▸ WHAT THE TASK ASKS: Could you write out every entry exactly as it stands?

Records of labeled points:
■ ■ ■ ■

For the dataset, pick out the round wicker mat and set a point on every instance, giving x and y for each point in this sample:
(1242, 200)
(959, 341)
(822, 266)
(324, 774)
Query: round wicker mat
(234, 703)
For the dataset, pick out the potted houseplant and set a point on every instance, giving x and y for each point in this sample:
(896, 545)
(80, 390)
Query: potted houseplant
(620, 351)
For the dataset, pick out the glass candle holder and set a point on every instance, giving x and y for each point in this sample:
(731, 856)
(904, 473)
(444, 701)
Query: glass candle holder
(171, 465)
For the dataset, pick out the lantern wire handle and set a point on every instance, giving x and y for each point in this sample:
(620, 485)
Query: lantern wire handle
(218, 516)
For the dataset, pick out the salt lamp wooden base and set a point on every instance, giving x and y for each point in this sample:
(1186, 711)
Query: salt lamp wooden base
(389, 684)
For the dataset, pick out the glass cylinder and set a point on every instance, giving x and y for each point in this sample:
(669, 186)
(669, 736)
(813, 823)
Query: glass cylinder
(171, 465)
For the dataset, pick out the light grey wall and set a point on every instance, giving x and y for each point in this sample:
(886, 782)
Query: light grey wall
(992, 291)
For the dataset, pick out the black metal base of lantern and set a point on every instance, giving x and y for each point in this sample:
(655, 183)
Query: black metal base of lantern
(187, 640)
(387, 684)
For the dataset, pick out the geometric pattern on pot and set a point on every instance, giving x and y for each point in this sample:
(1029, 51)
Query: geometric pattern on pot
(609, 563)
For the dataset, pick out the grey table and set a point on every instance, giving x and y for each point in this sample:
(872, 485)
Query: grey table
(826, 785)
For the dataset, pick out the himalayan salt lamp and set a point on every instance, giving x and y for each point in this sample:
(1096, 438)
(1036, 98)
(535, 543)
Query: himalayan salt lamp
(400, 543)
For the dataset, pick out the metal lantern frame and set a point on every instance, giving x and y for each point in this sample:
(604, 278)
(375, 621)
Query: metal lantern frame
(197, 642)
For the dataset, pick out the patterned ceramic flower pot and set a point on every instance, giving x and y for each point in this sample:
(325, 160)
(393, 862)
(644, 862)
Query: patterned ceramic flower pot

■ ■ ■ ■

▸ RESULT OF THIS EXERCISE:
For the dataset, pick out the round wicker mat and set a point on every instance, giving x and y for each point in this sample:
(1242, 200)
(959, 341)
(822, 266)
(324, 774)
Query: round wicker mat
(234, 703)
For the dataset, pick out the potted houseplant and set a point on every instance, giving x and y for each point in this sample:
(896, 545)
(80, 390)
Query: potted houseplant
(620, 351)
For the dataset, pick out the glass candle holder and set a point on every instance, giving x and y for each point in this sample:
(731, 856)
(904, 473)
(444, 701)
Query: glass candle holder
(171, 465)
For the dataset, pick out the lantern wire handle and set a point on every instance, giving x and y for each point in this sample:
(620, 485)
Query: lantern wire handle
(218, 516)
For the dataset, pick out the salt lamp wooden base and set a point on every instance, giving x and y for each point in this sample:
(1186, 711)
Query: salt lamp wooden base
(389, 684)
For the dataset, pick out the glass cylinder and set a point on every instance, giving x and y for each point in this sample:
(669, 186)
(669, 736)
(813, 823)
Query: glass cylinder
(171, 465)
For the dataset, pick out the light grey wall and set a point on every instance, giving x and y for each point in this sample:
(886, 782)
Query: light grey wall
(992, 291)
For the dataset, pick out the black metal base of lantern and set a point on every instance, giving x and y for each point in this sample:
(655, 183)
Query: black metal base of lantern
(187, 640)
(387, 684)
For the dataset, pick out the geometric pattern on pot and set a point on every instance, giving x and y for each point in this sample:
(1029, 51)
Query: geometric pattern on pot
(609, 563)
For the dataset, pick out the grey table and set a point on every instance, giving x and y for each point in this sample:
(872, 485)
Query: grey table
(826, 785)
For the dataset, pick out the himalayan salt lamp and set a point on every instance, giving x and y for each point in this sample:
(1096, 438)
(1036, 98)
(535, 543)
Query: himalayan salt lamp
(400, 543)
For the dataset, pick out the metal lantern frame and set a point on every instance, giving x and y for each point in this sample:
(604, 278)
(375, 621)
Query: metal lantern frame
(197, 642)
For the dataset, pick out the patterned ceramic flower pot and set a point on every instance, giving x and y for each point in this sample:
(325, 160)
(393, 862)
(644, 862)
Query: patterned ceramic flower pot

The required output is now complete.